_WHAT NEEDS TO BE DONE_.
List every line in the records below that contains the string "metal", matching case exactly.

_MATERIAL_.
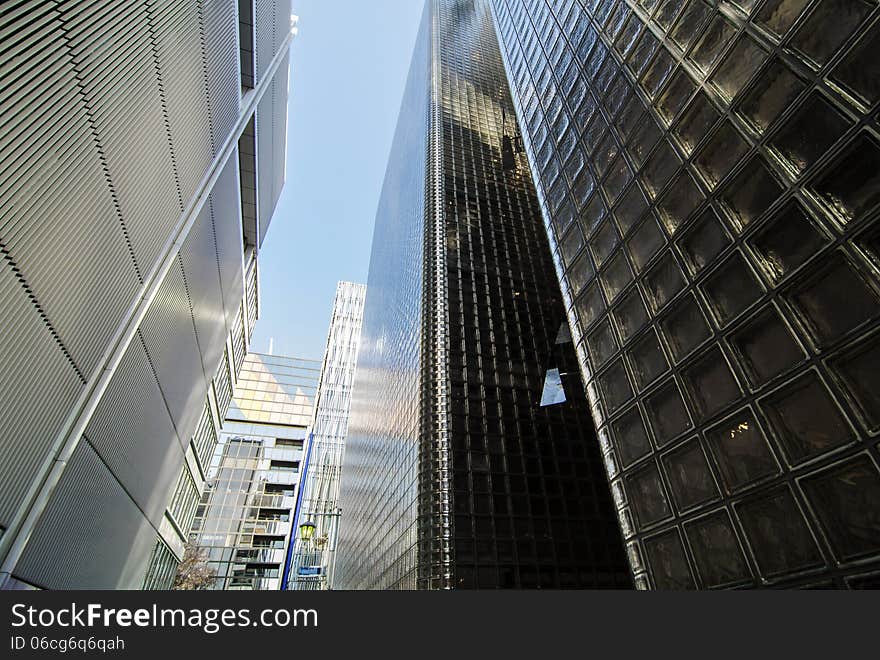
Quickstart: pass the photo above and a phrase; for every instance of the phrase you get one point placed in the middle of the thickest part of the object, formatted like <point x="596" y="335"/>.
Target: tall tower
<point x="313" y="561"/>
<point x="455" y="474"/>
<point x="143" y="154"/>
<point x="243" y="523"/>
<point x="710" y="178"/>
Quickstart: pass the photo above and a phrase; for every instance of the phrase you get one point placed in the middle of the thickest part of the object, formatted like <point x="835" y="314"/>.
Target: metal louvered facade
<point x="456" y="475"/>
<point x="127" y="266"/>
<point x="709" y="179"/>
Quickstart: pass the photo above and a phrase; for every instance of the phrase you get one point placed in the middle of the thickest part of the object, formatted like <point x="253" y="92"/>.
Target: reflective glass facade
<point x="708" y="173"/>
<point x="244" y="520"/>
<point x="492" y="489"/>
<point x="313" y="561"/>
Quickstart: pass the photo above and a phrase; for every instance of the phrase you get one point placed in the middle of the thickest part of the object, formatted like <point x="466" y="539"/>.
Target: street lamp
<point x="306" y="530"/>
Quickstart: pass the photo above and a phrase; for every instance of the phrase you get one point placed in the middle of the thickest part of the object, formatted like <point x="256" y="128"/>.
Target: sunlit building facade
<point x="471" y="459"/>
<point x="143" y="154"/>
<point x="709" y="173"/>
<point x="243" y="523"/>
<point x="313" y="560"/>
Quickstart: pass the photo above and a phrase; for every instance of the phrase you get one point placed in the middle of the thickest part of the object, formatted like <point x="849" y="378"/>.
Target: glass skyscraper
<point x="313" y="561"/>
<point x="710" y="176"/>
<point x="455" y="475"/>
<point x="142" y="154"/>
<point x="243" y="524"/>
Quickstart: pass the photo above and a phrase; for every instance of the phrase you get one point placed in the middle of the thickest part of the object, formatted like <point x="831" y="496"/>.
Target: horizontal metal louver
<point x="132" y="431"/>
<point x="199" y="258"/>
<point x="181" y="74"/>
<point x="170" y="339"/>
<point x="107" y="541"/>
<point x="41" y="386"/>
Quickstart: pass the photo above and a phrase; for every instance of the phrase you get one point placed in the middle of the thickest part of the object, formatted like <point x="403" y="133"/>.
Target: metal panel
<point x="107" y="540"/>
<point x="132" y="432"/>
<point x="170" y="339"/>
<point x="60" y="222"/>
<point x="219" y="21"/>
<point x="114" y="57"/>
<point x="40" y="386"/>
<point x="199" y="258"/>
<point x="225" y="212"/>
<point x="177" y="39"/>
<point x="271" y="127"/>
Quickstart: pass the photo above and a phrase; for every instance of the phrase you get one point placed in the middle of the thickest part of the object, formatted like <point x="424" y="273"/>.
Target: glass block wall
<point x="708" y="173"/>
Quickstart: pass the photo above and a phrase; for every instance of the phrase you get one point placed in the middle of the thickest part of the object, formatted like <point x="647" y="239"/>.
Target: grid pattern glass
<point x="320" y="488"/>
<point x="708" y="173"/>
<point x="510" y="494"/>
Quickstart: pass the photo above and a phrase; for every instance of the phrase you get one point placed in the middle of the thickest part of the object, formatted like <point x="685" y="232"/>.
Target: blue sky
<point x="348" y="68"/>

_SOLUTION TO THIS PROBLEM_.
Target: metal louvered facade
Target: horizontal metal louver
Target: metal panel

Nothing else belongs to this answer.